## Required actions
• A. Reproduce the passage of the Rockets centers article that opens with the words containing "Say their names" and closes with "has ever known.".
• B. In the Rockets centers article, how many NBA All-Star Games have the six centers played in together?

## Page excerpt
Their names were bigger than life, their games were bigger than their names and their legacies—intertwined with each other over the past four decades—forever live on.

Big E. Moses. Dream. Sampson. Yao. Mutombo.

Say their names collectively and you think you’re quoting either Biblical icons or superheroes from some new Marvel Comics book. Elvin Hayes. Moses Malone. Hakeem Olajuwon. Ralph Sampson. Yao Ming. Dikembe Mutombo.

These are the Rockets centers since the ’71-72 season—Houston’s first year in the NBA—and collectively, arguably they will go down as the greatest group of big men any franchise has ever known.

When it comes to quantity, no franchise could match the Houston Rockets centers. Sure, the Los Angeles Lakers may have greater quality in its all-time great center quartet of Shaquille O’Neal, Kareem Abdul-Jabbar, Wilt Chamberlain and Minneapolis’ George Mikan.

But when it comes to numbers—nobody tops the Rockets.

Hayes, 60, and Malone, 50, are already in the Hall of Fame, and Olajuwon, 43, surely will be inducted when eligible in 2008. The six centers have played in 51 NBA All-Star Games, and 28 of those have been in a Rockets’ uniform.

## Data records
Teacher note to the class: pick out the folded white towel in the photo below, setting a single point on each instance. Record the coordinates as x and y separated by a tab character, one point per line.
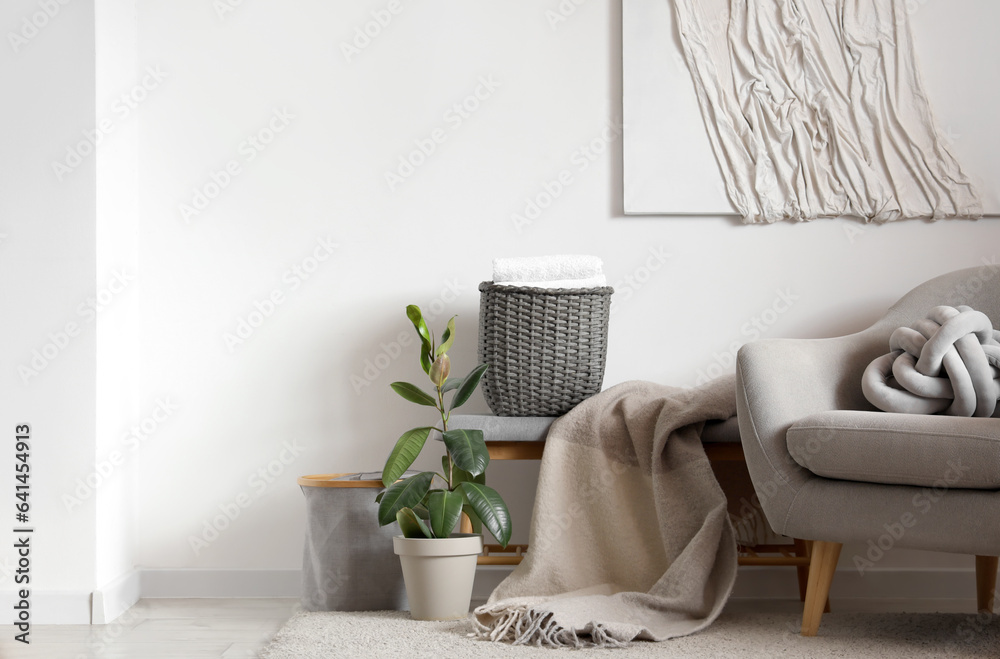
588	282
546	268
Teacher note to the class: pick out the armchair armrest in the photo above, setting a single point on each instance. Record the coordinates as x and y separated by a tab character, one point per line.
778	382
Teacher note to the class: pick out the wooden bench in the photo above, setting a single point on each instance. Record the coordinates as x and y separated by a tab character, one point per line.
523	438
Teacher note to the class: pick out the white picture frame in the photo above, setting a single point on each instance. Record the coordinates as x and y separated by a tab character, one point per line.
669	166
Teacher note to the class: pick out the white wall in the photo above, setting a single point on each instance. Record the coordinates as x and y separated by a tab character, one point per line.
47	264
212	418
117	272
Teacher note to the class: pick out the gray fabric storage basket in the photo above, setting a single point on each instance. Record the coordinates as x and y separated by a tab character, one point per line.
348	563
546	347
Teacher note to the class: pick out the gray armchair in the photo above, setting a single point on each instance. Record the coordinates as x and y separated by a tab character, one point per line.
829	467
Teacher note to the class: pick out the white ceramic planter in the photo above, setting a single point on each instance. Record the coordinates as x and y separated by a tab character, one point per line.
439	573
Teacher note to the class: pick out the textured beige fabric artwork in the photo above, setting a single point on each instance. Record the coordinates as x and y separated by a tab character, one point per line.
816	109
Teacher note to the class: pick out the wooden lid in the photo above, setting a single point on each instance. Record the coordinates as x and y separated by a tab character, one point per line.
327	480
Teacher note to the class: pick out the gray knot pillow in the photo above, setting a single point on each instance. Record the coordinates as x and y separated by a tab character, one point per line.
947	363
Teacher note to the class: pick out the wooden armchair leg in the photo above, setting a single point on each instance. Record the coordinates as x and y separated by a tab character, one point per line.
804	548
986	580
822	566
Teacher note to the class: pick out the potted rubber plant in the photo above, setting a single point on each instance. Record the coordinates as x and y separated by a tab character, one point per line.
439	565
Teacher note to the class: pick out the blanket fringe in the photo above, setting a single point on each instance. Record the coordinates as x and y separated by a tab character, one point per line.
521	625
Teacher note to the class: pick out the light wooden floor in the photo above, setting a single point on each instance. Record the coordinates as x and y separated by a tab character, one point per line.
160	628
231	628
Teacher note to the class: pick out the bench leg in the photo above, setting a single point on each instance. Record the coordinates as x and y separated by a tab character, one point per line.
986	580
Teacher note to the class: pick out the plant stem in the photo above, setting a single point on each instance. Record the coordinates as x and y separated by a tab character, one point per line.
444	426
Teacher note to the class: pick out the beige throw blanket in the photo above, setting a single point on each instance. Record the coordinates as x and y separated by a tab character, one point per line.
630	537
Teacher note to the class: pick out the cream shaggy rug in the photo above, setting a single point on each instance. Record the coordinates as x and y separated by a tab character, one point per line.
391	634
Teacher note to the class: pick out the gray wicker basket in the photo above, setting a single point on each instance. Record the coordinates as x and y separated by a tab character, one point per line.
546	347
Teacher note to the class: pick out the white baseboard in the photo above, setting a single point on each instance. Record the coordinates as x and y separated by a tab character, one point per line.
197	582
51	607
107	603
116	597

## Results of the tasks
• A.
Say their names collectively and you think you’re quoting either Biblical icons or superheroes from some new Marvel Comics book. Elvin Hayes. Moses Malone. Hakeem Olajuwon. Ralph Sampson. Yao Ming. Dikembe Mutombo.

These are the Rockets centers since the ’71-72 season—Houston’s first year in the NBA—and collectively, arguably they will go down as the greatest group of big men any franchise has ever known.

• B. The six centers have played in 51 NBA All-Star Games.